_Work task_: From the line containing "For every instance of the ear" through the end of the entries, please repeat every line exactly and nothing more; the pictures do not belong in the copy.

_Raw data_:
*** Block opens ***

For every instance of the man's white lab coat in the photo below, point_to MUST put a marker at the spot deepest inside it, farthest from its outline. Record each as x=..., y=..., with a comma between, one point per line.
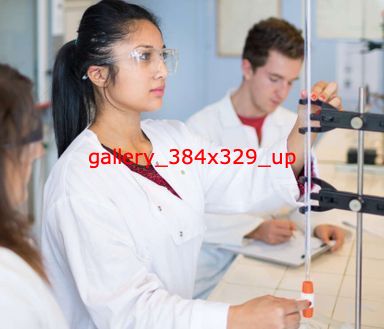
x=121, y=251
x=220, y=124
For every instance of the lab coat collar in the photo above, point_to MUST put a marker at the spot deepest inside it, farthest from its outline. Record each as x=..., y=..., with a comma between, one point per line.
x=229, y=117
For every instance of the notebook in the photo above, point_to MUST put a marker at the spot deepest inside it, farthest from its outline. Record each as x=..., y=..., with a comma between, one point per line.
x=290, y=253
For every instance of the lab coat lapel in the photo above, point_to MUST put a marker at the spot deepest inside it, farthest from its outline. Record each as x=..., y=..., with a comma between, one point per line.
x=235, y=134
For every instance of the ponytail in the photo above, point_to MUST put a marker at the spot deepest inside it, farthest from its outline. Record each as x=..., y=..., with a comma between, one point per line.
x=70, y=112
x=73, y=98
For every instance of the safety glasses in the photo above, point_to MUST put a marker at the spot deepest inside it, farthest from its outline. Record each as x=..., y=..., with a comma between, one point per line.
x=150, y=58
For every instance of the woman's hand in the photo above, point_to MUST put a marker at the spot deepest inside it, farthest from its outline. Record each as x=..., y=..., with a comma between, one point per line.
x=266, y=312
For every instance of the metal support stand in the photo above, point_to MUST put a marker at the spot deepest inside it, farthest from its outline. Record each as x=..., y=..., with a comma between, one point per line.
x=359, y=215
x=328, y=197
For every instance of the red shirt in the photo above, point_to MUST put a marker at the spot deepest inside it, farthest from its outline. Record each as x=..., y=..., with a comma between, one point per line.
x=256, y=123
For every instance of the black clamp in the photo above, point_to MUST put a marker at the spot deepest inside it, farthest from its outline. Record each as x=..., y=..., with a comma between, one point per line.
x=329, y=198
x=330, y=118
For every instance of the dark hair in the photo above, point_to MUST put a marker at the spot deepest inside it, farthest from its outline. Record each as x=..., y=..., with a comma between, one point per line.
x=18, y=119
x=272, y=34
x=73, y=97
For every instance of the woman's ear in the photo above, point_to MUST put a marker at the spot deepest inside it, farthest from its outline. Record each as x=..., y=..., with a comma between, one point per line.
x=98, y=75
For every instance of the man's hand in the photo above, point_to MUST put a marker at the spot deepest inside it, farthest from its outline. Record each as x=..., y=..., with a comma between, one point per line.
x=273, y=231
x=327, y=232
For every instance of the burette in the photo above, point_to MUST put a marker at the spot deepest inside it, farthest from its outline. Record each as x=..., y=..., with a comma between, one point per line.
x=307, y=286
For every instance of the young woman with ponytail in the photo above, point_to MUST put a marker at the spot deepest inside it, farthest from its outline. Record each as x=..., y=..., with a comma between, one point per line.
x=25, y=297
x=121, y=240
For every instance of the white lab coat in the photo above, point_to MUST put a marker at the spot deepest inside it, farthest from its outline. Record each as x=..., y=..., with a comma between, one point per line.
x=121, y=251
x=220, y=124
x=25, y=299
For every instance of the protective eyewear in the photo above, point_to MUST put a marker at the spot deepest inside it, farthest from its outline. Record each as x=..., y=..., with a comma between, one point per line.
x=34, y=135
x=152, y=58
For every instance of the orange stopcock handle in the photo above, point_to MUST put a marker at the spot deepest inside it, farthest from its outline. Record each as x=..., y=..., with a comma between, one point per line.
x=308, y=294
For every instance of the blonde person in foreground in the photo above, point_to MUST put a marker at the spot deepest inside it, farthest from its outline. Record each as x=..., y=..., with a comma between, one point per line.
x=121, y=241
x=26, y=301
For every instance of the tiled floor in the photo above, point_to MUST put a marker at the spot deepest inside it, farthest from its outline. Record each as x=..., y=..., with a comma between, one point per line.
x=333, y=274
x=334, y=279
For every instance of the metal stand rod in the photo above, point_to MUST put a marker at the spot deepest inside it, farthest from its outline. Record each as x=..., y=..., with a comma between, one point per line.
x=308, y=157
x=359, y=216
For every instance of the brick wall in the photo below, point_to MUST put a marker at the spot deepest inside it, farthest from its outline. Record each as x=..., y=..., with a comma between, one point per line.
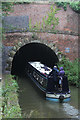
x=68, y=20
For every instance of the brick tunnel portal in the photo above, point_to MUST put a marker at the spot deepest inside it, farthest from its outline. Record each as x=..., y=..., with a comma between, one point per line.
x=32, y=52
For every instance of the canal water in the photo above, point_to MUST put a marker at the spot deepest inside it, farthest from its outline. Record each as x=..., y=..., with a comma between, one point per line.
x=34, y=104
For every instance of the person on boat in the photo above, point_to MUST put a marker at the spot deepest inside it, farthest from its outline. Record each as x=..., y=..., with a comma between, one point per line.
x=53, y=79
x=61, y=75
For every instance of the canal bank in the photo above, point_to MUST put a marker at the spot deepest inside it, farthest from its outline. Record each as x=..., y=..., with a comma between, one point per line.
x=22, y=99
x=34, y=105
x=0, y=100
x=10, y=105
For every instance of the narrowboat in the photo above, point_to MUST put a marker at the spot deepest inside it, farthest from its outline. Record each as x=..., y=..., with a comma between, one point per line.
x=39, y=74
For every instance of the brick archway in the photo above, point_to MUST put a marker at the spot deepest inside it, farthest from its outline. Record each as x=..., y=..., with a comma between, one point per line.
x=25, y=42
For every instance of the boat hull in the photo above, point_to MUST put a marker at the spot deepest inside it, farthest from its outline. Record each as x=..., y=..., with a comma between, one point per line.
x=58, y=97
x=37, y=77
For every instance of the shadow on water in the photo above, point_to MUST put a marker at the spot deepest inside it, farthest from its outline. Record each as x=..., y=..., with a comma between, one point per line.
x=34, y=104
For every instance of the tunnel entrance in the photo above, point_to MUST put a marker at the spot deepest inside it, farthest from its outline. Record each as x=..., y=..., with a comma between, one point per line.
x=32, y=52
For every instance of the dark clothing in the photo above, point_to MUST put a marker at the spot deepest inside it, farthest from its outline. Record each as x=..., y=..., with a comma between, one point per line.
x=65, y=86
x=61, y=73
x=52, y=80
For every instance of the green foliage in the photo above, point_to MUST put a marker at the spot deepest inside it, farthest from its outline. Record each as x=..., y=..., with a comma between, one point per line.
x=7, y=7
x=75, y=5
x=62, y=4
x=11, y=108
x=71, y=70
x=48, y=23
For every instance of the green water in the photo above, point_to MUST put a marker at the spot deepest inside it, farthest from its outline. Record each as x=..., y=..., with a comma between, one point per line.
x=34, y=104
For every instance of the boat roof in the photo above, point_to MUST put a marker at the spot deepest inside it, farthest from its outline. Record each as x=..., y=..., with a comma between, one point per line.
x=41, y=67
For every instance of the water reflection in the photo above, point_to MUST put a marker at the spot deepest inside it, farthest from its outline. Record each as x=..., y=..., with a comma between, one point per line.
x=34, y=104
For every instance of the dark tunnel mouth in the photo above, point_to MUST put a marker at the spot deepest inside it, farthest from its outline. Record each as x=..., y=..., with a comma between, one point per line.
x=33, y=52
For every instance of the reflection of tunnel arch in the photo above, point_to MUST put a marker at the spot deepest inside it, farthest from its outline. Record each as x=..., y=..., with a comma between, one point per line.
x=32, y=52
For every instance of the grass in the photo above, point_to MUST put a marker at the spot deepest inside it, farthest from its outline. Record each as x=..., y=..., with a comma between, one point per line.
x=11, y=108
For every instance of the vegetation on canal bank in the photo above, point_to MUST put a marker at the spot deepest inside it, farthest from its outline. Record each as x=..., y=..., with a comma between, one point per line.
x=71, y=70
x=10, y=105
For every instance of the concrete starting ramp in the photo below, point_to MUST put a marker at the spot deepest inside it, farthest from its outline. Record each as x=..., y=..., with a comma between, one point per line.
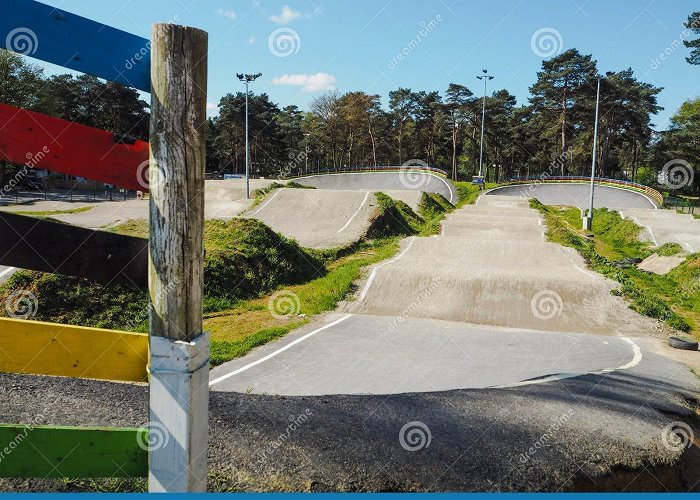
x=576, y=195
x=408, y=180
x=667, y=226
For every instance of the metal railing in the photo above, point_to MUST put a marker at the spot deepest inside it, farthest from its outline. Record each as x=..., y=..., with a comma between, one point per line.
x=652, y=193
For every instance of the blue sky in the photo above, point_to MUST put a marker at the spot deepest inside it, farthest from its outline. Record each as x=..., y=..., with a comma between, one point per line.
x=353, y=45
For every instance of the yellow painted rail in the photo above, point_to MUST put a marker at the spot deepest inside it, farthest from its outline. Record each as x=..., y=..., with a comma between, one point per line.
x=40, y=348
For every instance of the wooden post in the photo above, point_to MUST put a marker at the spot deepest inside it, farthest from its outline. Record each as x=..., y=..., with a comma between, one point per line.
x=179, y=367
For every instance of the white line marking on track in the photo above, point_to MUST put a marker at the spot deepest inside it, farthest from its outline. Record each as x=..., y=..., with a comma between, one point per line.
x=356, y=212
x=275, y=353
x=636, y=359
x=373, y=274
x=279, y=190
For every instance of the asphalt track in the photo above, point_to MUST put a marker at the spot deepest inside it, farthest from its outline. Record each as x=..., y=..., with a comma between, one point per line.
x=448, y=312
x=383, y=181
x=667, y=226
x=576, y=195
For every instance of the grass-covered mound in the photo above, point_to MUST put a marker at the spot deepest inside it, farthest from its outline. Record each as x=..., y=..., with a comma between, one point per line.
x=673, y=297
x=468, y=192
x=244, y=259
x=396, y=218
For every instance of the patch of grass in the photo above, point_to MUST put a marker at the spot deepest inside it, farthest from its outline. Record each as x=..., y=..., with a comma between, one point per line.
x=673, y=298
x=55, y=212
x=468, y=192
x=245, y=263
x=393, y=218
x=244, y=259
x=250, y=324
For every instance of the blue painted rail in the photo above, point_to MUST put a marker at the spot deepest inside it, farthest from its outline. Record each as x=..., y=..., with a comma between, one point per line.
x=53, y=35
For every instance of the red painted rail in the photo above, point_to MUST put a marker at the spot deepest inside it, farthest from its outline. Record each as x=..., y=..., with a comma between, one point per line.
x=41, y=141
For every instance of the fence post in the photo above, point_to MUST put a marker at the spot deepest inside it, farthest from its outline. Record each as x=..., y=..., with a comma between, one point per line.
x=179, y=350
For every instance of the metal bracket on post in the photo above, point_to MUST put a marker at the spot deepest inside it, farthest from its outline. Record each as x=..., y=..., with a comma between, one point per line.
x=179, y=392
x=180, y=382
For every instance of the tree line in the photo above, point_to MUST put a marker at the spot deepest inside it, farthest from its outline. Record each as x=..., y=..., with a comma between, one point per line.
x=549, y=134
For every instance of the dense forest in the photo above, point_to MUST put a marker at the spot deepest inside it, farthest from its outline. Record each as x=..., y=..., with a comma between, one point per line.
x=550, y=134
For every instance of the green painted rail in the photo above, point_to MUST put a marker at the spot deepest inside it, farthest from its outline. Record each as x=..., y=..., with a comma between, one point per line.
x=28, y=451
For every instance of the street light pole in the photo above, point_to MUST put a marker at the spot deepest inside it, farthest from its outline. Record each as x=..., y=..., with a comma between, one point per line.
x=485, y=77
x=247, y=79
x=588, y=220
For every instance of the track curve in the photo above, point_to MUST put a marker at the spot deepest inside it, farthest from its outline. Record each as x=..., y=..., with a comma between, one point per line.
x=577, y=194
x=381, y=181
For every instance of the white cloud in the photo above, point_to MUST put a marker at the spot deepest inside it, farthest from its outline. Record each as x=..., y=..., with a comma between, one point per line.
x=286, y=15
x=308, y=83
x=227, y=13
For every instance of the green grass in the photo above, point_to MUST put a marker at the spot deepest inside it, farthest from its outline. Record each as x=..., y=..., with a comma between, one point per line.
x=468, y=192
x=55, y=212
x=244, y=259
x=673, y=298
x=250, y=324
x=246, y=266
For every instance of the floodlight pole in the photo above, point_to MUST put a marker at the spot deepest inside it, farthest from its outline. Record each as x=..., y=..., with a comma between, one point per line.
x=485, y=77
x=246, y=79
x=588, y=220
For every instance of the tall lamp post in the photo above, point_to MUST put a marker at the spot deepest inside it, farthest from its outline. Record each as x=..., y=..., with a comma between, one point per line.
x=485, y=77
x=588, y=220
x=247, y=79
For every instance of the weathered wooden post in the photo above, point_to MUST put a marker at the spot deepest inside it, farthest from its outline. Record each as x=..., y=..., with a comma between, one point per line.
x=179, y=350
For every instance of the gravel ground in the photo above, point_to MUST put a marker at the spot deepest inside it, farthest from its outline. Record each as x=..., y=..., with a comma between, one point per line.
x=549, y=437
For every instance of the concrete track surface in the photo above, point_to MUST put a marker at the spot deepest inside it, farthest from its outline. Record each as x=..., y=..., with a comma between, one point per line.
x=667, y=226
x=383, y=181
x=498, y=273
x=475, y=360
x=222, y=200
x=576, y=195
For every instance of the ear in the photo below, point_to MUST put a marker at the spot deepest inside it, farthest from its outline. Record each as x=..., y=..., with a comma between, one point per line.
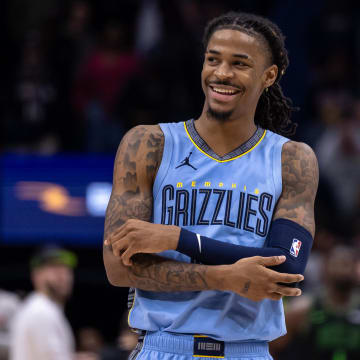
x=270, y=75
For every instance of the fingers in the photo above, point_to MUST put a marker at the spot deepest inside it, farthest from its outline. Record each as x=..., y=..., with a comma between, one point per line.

*** Block closes ***

_Answer to the exercise_:
For every instance of the ear in the photo below, point_to MUST put a marker at the spot deepest inside it, farthest from its outline. Record each as x=..., y=..., with a comma between, one point per line.
x=270, y=75
For every instance of the fingers in the photo above, point_to MUST put a marker at the spot deepest inside it, farthest from its outline. Record each as x=..., y=..., with a comma between, one point per line.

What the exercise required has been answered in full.